▶ _Exercise aim_: Where a line of the material contains the string "ocean", copy that line.

* * * * *

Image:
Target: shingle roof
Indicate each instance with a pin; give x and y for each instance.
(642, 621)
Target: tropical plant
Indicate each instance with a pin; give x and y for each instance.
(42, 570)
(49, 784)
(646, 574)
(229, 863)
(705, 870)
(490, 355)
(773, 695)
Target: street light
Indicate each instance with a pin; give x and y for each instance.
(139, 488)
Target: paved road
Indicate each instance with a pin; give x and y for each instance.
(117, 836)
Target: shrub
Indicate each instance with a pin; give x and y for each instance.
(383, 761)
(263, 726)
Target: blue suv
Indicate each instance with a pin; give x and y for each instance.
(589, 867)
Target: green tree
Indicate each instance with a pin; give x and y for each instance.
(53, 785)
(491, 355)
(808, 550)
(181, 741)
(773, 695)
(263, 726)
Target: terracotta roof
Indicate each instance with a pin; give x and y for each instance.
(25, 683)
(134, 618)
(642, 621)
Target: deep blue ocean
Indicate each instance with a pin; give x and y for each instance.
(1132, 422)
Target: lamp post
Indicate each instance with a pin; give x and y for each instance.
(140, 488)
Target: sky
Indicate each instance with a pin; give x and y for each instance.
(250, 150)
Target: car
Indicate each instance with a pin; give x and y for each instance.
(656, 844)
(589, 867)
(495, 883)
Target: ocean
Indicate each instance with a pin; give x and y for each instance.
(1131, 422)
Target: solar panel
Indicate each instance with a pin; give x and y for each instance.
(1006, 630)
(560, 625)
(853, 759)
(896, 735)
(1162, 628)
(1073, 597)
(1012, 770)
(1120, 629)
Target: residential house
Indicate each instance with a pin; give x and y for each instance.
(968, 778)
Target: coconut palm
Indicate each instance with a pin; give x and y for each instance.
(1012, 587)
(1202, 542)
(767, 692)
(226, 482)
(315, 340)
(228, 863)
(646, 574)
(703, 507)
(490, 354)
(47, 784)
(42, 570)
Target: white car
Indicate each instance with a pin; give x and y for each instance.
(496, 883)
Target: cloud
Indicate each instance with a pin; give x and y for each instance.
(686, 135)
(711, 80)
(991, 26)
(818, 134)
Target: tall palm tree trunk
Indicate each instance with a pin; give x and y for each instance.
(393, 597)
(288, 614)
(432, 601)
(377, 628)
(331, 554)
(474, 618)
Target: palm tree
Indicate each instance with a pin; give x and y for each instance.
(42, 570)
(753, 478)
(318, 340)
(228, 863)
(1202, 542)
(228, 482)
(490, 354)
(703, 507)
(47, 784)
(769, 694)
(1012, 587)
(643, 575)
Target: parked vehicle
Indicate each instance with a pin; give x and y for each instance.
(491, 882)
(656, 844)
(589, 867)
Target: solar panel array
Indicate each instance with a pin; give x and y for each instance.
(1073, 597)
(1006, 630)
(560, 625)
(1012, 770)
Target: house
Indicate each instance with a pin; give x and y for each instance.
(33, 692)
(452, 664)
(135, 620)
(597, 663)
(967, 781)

* * * * *

▶ _Solution_:
Target: deep blue ocean
Target: ocean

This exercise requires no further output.